EXTRAIT DU DOCUMENT
□ □ □ □ □
Problématique : Le Cahier de Douai, révolte d’adolescent ou nouvel art poétique ?
Que savez-vous d'Arthur Rimbaud ?
Observez les couvertes ci-contre. Que vous montrent-elles sur le livre que vous allez étudier ?
Feuilletez le recueil, et sélectionnez un ou deux vers qui vous paraissent intéressants. Pourquoi ces vers ?
Complétez le poème ci-contre.
C'est un trou de verdure où chante une rivière
Accrochant follement aux herbes des haillons
D'argent ; où le soleil, de la montagne fière,
Luit : c'est un petit val qui mousse de rayons.
Un soldat jeune, bouche ouverte, tête nue,
Et la nuque baignant dans le frais cresson bleu,
Dort ; il est étendu dans l'herbe, sous la nue,
Pâle dans son lit vert où la lumière pleut.
□ □ □ □ □
CONSIGNE
Poursuivez, s'il vous plaît, la fiche sur le Cahier de Douai à partir de l'endroit où elle s'arrête. Les lignes n'ont aucun rapport avec la fiche sur le Cahier de Douai.

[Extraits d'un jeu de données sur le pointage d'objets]
□ □ □ □ □
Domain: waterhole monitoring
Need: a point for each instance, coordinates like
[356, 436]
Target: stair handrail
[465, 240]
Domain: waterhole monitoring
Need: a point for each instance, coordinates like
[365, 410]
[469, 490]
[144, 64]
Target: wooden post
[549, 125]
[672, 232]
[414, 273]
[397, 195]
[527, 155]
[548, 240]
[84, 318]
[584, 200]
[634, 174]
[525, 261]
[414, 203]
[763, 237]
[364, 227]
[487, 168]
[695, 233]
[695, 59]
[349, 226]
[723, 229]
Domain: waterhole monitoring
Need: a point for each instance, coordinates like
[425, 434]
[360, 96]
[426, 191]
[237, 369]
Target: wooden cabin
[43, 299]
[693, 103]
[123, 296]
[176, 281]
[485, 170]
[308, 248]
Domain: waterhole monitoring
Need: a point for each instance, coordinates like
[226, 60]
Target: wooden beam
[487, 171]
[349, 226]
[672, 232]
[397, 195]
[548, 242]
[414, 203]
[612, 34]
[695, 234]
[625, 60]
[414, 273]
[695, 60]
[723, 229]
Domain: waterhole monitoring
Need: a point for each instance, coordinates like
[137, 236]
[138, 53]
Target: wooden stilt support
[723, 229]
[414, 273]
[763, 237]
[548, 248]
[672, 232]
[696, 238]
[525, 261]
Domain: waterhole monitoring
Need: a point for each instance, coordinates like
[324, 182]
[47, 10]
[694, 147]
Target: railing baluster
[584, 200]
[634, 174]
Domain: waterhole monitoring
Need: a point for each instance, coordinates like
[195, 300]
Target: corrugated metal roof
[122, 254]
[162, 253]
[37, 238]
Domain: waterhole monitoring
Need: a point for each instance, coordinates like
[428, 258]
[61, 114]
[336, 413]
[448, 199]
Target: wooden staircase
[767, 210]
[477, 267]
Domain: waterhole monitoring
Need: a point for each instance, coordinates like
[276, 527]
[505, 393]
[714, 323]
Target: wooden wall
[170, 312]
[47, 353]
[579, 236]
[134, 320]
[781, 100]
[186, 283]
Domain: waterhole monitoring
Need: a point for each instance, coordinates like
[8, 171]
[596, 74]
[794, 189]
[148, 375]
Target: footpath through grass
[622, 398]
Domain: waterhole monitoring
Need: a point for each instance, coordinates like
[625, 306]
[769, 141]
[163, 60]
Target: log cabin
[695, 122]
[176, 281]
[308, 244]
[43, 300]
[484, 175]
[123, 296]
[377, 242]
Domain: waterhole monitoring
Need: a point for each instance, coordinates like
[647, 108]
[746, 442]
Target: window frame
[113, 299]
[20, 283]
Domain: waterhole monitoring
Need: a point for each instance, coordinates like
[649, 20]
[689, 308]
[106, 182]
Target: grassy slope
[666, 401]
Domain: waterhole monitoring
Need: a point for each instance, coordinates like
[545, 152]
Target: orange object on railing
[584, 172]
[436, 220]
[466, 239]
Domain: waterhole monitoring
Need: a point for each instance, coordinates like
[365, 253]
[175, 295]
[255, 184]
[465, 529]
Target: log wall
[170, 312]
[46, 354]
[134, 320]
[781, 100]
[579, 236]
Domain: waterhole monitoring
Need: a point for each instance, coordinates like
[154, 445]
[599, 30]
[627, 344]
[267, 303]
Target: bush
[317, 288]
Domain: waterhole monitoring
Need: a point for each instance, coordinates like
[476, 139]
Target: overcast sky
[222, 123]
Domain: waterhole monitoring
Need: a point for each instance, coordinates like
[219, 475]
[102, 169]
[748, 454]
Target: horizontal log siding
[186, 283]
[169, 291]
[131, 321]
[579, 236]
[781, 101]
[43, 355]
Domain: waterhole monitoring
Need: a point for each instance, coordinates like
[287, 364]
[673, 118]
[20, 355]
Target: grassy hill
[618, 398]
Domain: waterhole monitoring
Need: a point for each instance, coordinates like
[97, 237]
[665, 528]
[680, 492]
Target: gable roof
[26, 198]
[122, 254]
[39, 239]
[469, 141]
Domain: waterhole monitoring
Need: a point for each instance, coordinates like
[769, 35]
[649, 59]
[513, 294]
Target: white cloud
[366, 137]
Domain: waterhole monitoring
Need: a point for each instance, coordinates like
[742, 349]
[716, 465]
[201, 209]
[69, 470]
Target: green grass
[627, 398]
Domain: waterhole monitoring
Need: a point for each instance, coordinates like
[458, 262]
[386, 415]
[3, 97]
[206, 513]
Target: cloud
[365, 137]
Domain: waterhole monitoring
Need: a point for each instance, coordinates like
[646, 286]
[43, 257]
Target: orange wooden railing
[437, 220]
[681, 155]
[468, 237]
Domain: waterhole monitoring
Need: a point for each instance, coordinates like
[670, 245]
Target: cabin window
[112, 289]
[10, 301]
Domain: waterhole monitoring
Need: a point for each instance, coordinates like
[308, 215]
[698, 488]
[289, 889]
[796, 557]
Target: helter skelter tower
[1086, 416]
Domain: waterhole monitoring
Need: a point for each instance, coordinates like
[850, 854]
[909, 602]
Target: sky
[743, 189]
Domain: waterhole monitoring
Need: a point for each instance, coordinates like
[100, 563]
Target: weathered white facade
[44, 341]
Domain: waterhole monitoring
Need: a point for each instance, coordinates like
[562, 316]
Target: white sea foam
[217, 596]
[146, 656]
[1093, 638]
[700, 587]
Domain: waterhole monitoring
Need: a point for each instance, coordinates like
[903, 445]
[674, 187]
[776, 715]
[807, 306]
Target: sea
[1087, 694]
□ □ □ □ □
RÉPONSE
Les pieds dans les glaïeuls, il dort. Souriant comme
Sourirait un enfant malade, il fait un somme :
Nature, berce-le chaudement : il a froid.
...
...
...
Arthur Rimbaud, Cahier de Douai, "Le Dormeur du Val", 1870.
Comparez ce poème avec "Le Dormeur du val".
Qu'est-ce qui, selon vous, fait l'intérêt de ce poème ?
Préparez une lecture à haute voix de ce texte.
Cinq heures du soir
Depuis huit jours, j'avais déchiré mes bottines
Aux cailloux des chemins. J'entrais à Charleroi,
— Au Cabaret-Vert : je demandai des tartines
De beurre et du jambon qui fût à moitié froid.
Bienheureux, j'allongeai les jambes sous la table
Verte : je contemplai les sujets très naïfs
De la tapisserie. — Et ce fut adorable,
Quand la fille aux tétons énormes, aux yeux vifs,
— Celle-là, ce n'est pas un baiser qui l'épeure ! —
Rieuse, m'apporta des tartines de beurre,
Du jambon tiède, dans un plat colorié,
Du jambon rose et blanc parfumé d'une gousse
D'ail, — et m'emplit la chope immense, avec sa mousse
Que dorait un rayon de soleil arriéré.
Octobre 70.
Arthur Rimbaud, Cahier de Douai, "Au cabaret-Vert", 1870.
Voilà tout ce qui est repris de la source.